TASK -> Reproduce exactly the lines of the material beneath, from the line that contains "Scan the screenshot above and identify where the dark" to the line that contains "Scan the screenshot above and identify where the brown", both included, and no other lines.

INPUT RECORDS Start Marker

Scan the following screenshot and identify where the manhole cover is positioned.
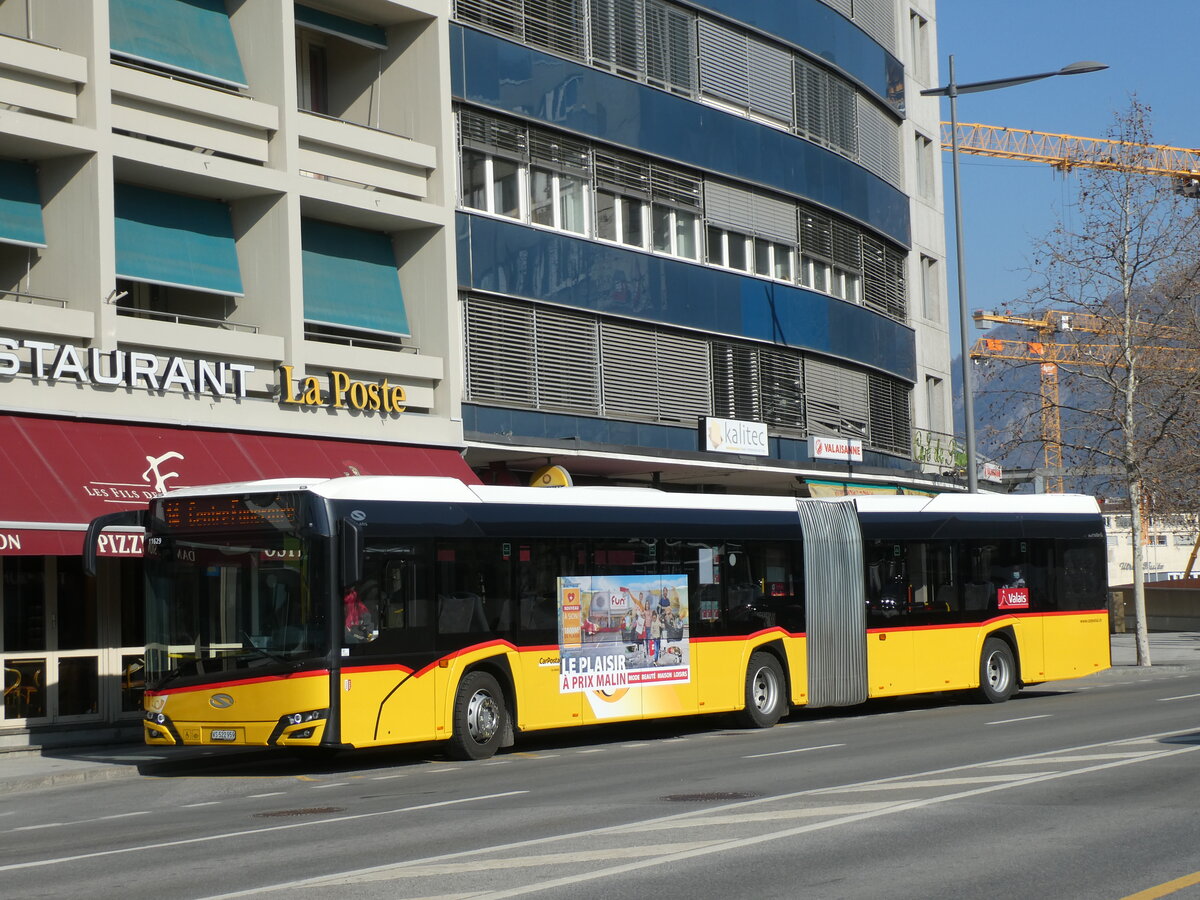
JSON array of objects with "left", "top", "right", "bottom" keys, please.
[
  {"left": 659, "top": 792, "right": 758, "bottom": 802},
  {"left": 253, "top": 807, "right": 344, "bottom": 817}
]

INPUT RECORDS End Marker
INPUT RECORDS Start Marker

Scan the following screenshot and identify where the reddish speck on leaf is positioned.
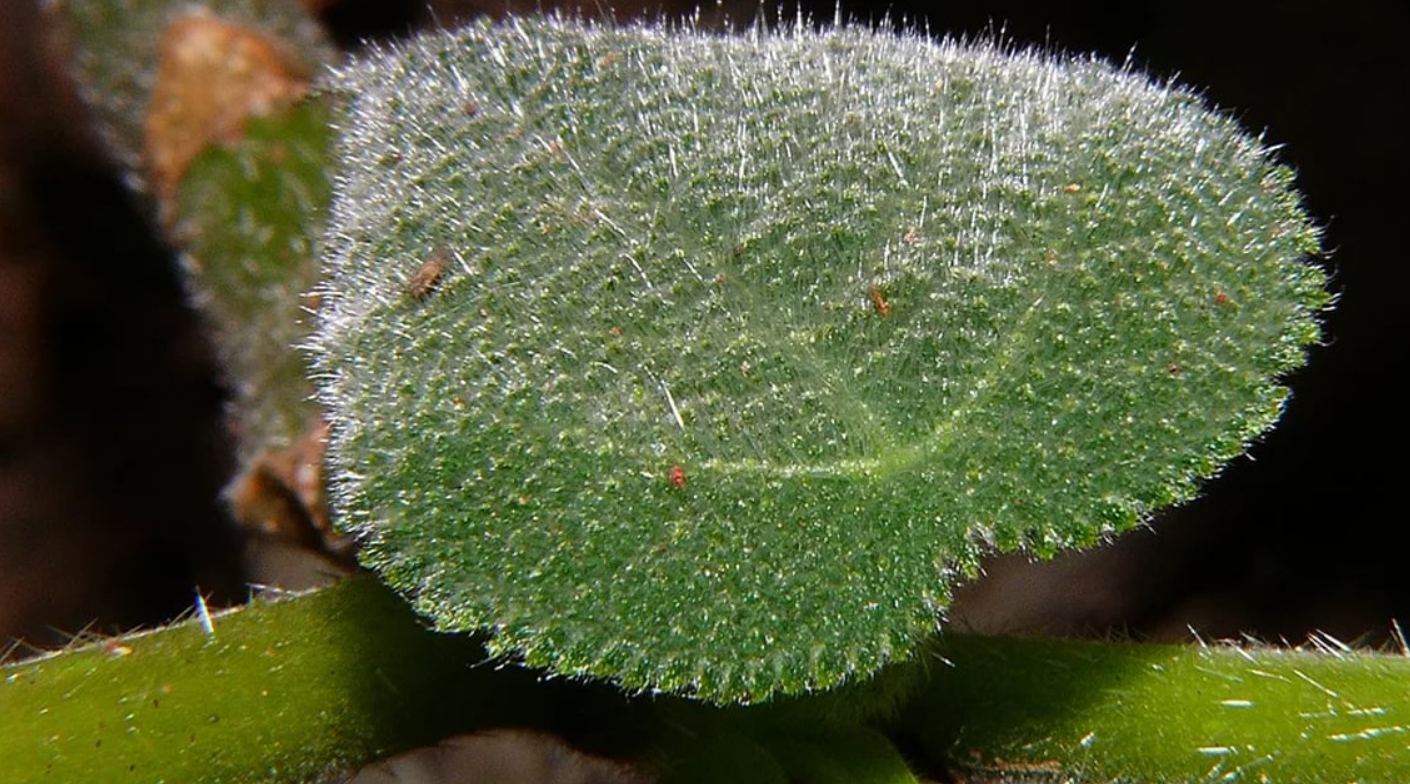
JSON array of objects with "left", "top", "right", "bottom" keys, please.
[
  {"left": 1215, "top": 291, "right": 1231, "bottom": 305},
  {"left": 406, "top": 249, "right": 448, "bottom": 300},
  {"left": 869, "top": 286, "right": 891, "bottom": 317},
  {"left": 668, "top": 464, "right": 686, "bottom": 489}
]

INPUT RECORDS End Marker
INPUT RECORDS Start Marker

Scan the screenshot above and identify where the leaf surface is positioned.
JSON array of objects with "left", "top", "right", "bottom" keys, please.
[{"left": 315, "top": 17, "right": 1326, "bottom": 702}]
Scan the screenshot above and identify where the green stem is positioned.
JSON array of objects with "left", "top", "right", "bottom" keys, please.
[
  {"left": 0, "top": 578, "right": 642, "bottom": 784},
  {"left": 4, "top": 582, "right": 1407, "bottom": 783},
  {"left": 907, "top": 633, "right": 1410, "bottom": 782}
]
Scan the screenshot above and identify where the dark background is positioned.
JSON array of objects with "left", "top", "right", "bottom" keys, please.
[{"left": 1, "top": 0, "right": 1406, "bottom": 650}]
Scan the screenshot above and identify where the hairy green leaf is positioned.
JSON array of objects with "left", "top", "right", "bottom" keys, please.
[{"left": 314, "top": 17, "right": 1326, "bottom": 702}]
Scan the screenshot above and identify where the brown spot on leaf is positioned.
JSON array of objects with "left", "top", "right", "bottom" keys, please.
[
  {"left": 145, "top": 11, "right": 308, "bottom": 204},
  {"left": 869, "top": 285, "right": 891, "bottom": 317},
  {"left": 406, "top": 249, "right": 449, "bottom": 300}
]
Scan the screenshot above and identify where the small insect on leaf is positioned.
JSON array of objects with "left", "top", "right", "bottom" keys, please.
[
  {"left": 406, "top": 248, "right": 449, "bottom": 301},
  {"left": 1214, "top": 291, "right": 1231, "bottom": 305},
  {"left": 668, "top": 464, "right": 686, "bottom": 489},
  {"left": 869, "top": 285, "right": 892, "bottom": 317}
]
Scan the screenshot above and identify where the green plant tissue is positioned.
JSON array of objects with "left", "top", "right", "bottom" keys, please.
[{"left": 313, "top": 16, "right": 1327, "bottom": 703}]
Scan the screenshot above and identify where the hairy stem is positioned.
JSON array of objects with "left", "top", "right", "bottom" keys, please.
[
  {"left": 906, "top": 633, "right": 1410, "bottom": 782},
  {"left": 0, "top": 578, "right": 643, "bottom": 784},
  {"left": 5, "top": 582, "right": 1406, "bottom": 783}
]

INPUT RECORDS End Marker

ANSWER SPACE ->
Scan the screenshot above and identify where the dark background is positioned.
JSON array of objects with "left", "top", "right", "bottom" keys, please.
[{"left": 1, "top": 0, "right": 1406, "bottom": 650}]
Scan the screenshot above and identify where the hairy green leaf is positioned.
JSON array of objects with "left", "top", "right", "bottom" keys, please.
[{"left": 314, "top": 17, "right": 1326, "bottom": 702}]
Scan the screenshot above and identify where the brown spot on leaf is positioned.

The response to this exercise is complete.